Monday, 20 June 2011

Hold Onto What You've Got. The Past, The Present and the Penylan Laundry

For the past twenty years Cardiff has been a boom town. The centre, once riddled with brick terraces and soot-marked municipal Victoriana, has been turned into a futurepolis. The Docks, until the 1980s a decrepit post-industrial wasteland, have been reimagined as Cardiff Bay and made into the Emerald City with Lloyd George Avenue as the Yellow Brick Road. It’s a shining example of Welsh civic centralisation and local boosterism meeting up with profit- fuelled property development against a background of weak planning control. Cardiff has rocked, rolled and tumbled into the Dan Dare future. Along the way it has somehow achieved for itself a purpose that it has lacked since the days of coal.

Change has been Cardiff’s driver with almost nothing sacred. The canal went, docks were closed and filled-in, the meshed streets of the town centre were turned into shopping malls, the meeting halls and grand cafes became stores and apartment blocks, while the traffic, hated and loved by everyone to some degree or other, spun in ever tightening circles.

But move out from that white-rendered, glass and steel centre and what do you find? The world as it was. Cardiff’s 1890 to 1920 industrial red-brick boom still largely in place. The suburban streets with their corner shops, pubs and amenities are still there. So, too, the parklands, our beloved green lungs, our open spaces, our playing fields, our streams and rivers.

• **Entries taken from a collection**
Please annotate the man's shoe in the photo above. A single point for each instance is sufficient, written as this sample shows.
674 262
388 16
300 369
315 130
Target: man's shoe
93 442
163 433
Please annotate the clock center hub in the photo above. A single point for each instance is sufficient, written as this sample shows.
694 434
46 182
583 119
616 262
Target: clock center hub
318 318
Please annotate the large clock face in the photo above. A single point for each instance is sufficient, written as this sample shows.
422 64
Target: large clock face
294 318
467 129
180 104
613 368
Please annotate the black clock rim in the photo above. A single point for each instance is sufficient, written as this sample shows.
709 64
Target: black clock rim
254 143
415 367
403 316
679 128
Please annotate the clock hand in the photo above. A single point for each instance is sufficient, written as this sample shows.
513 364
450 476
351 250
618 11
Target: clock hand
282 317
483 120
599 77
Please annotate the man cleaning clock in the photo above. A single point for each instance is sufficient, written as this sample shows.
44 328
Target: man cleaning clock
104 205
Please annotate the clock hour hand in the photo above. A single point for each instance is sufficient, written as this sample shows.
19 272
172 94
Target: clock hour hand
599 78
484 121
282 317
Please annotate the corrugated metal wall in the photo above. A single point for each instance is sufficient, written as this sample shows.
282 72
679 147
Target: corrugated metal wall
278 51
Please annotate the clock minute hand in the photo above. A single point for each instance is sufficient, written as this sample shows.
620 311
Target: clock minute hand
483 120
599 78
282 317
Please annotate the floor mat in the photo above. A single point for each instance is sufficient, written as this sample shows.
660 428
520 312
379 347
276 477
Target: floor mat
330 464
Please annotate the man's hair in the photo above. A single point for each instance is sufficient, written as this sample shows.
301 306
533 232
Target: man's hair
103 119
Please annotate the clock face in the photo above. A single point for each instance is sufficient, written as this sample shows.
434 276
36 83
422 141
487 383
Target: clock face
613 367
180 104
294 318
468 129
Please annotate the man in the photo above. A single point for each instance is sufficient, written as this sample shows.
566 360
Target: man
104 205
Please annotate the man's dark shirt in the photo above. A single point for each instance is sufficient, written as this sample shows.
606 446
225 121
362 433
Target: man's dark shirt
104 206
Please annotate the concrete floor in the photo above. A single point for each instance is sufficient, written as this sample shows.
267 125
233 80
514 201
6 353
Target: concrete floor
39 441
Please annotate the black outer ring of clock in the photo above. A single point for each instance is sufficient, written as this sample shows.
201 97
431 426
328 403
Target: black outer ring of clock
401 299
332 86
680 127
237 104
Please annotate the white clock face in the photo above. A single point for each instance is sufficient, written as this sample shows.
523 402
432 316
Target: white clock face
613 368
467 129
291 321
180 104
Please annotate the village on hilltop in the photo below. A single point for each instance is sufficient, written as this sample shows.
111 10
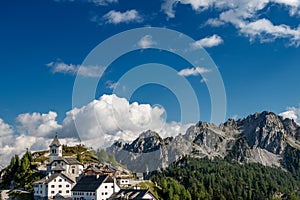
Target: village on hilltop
67 178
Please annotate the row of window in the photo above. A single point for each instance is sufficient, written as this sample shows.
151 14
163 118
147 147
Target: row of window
82 193
53 192
53 186
60 180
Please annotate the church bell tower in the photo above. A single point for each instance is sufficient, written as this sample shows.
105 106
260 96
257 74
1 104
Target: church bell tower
55 149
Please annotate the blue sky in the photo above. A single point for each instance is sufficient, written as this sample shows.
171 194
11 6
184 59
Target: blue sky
254 44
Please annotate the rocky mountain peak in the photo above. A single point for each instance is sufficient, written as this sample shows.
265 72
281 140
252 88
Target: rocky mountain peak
260 137
147 141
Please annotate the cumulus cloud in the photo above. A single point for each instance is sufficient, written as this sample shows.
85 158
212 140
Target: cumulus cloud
111 85
34 131
37 124
195 71
5 129
146 42
81 70
292 113
116 17
244 16
214 22
99 124
211 41
114 118
96 2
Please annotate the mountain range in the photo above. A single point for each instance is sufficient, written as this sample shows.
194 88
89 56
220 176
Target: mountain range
265 138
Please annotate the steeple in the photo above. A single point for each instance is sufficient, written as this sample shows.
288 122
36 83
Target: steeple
55 149
55 141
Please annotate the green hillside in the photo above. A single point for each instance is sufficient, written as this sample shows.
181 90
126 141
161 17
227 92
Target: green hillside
194 178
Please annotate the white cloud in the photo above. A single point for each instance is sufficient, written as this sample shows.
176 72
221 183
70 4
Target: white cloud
85 71
292 113
195 71
203 80
113 118
146 42
212 41
214 22
111 85
100 123
35 132
116 17
36 124
5 129
244 16
96 2
102 2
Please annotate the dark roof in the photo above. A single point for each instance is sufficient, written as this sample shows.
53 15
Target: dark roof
55 142
48 179
131 194
91 183
92 168
70 161
58 168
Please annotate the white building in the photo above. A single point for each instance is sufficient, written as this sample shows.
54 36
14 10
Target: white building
53 186
70 165
62 173
55 149
94 187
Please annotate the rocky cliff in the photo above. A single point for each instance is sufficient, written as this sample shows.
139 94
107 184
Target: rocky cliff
261 137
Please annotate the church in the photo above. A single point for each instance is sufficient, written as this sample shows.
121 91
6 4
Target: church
61 175
58 163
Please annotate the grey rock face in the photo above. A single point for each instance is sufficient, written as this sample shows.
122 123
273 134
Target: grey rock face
261 137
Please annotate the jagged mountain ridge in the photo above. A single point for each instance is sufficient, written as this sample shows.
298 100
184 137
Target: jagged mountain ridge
260 137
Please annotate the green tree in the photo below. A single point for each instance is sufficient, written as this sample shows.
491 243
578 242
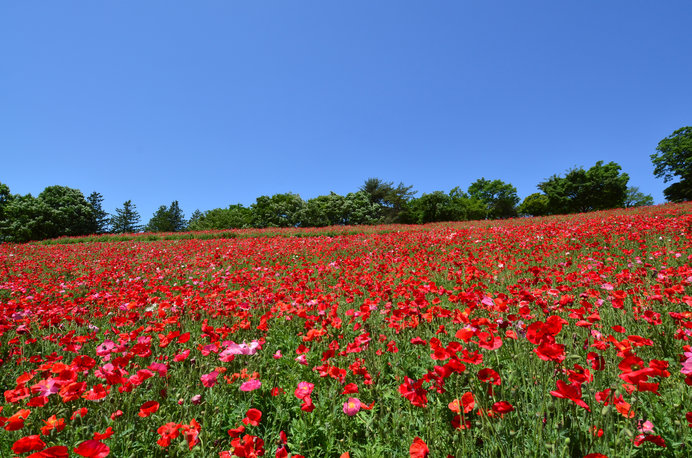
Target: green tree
126 219
674 159
23 219
535 204
68 213
194 220
358 210
393 201
233 217
599 188
279 210
499 197
99 218
167 219
434 207
635 198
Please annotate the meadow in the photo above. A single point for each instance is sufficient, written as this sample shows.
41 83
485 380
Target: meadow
556 336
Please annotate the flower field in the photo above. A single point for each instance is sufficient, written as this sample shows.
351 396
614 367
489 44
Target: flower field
561 336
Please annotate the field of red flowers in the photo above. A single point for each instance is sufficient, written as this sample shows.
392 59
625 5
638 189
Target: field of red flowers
563 336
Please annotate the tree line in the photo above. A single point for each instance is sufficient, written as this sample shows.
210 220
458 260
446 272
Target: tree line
62 211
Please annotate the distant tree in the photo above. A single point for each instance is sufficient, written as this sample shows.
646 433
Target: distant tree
194 220
167 219
358 210
126 219
599 188
233 217
535 204
635 198
99 218
23 219
674 159
279 210
5 197
393 201
499 197
68 213
320 211
434 207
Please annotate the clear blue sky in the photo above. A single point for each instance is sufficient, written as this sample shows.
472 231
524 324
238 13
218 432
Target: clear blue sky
213 103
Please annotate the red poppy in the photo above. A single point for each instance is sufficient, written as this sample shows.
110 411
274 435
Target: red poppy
489 376
168 432
28 444
58 451
419 449
92 449
641 438
252 417
350 389
571 392
237 431
53 423
105 435
502 407
148 408
16 421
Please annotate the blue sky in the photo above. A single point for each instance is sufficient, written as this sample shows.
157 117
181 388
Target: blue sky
213 103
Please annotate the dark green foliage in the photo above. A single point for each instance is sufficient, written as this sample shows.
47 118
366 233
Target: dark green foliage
23 220
434 207
393 201
674 159
5 197
600 188
233 217
167 219
99 218
535 204
126 219
67 212
58 211
279 210
500 198
438 206
335 210
635 198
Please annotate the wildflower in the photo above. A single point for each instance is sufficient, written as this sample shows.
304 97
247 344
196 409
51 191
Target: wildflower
148 408
304 389
251 385
92 449
252 417
352 406
28 444
419 449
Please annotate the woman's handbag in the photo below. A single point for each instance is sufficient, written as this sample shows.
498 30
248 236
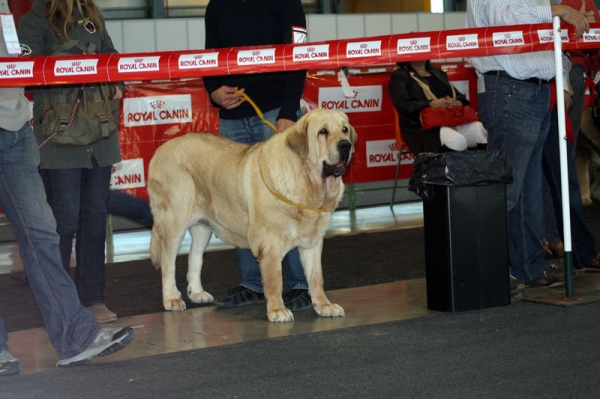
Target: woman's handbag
454 116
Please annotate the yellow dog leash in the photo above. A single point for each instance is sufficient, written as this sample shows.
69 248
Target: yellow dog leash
277 195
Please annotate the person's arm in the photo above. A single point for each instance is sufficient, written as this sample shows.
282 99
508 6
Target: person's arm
292 15
398 90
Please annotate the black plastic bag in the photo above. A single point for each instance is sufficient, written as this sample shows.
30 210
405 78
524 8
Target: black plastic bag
456 169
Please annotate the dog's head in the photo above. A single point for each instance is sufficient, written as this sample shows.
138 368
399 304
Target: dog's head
326 138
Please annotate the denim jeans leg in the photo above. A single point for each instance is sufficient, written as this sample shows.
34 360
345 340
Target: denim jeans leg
70 327
90 273
65 206
3 334
294 272
516 115
583 242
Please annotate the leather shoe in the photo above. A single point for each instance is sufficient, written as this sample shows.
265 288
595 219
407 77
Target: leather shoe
594 265
551 277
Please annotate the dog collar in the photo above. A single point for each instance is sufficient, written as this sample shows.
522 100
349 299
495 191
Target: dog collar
285 200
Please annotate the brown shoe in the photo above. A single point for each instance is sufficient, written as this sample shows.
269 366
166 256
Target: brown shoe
551 277
594 265
102 314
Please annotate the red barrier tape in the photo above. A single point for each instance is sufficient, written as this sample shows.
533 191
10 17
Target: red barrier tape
36 71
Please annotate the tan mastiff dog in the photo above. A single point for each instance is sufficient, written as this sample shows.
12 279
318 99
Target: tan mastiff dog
270 197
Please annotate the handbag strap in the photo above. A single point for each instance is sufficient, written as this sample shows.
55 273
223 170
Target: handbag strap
427 90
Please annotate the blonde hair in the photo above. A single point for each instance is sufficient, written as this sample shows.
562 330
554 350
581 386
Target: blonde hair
59 16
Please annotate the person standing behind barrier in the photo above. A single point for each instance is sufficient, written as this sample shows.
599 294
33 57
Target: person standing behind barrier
77 176
72 330
514 106
412 87
232 23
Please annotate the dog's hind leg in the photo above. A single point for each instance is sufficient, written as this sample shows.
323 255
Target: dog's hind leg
166 241
269 258
311 262
200 239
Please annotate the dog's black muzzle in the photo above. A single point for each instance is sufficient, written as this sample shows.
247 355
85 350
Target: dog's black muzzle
344 148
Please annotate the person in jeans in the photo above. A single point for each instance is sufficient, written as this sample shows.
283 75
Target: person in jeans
77 178
72 330
261 22
514 106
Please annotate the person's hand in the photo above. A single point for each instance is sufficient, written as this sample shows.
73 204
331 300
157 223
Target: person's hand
439 103
118 93
283 124
577 18
228 97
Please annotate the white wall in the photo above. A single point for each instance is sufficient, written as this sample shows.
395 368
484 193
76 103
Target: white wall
134 36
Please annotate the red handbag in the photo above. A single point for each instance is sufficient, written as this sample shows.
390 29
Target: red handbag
454 116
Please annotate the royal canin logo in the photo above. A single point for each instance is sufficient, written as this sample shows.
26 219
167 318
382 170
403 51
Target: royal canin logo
157 104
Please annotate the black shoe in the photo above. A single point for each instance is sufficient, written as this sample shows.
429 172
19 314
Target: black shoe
516 289
553 276
108 341
240 296
297 300
21 277
8 364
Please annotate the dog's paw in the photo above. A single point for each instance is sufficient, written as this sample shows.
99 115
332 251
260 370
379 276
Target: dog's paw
280 315
200 297
330 310
174 304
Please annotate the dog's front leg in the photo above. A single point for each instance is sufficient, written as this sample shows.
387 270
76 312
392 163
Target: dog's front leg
270 269
311 262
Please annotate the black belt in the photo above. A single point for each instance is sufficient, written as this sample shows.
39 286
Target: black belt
502 74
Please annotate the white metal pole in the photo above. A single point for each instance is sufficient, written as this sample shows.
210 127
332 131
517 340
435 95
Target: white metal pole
562 144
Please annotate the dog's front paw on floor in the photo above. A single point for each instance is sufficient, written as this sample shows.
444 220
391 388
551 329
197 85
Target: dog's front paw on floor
174 304
330 310
200 297
281 315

• **Requirement**
Can you return the entire piece on Cardiff's transformation word for word, without changing anything?

• **Exercise response**
Monday, 20 June 2011

Hold Onto What You've Got. The Past, The Present and the Penylan Laundry

For the past twenty years Cardiff has been a boom town. The centre, once riddled with brick terraces and soot-marked municipal Victoriana, has been turned into a futurepolis. The Docks, until the 1980s a decrepit post-industrial wasteland, have been reimagined as Cardiff Bay and made into the Emerald City with Lloyd George Avenue as the Yellow Brick Road. It’s a shining example of Welsh civic centralisation and local boosterism meeting up with profit- fuelled property development against a background of weak planning control. Cardiff has rocked, rolled and tumbled into the Dan Dare future. Along the way it has somehow achieved for itself a purpose that it has lacked since the days of coal.

Change has been Cardiff’s driver with almost nothing sacred. The canal went, docks were closed and filled-in, the meshed streets of the town centre were turned into shopping malls, the meeting halls and grand cafes became stores and apartment blocks, while the traffic, hated and loved by everyone to some degree or other, spun in ever tightening circles.

But move out from that white-rendered, glass and steel centre and what do you find? The world as it was. Cardiff’s 1890 to 1920 industrial red-brick boom still largely in place. The suburban streets with their corner shops, pubs and amenities are still there. So, too, the parklands, our beloved green lungs, our open spaces, our playing fields, our streams and rivers.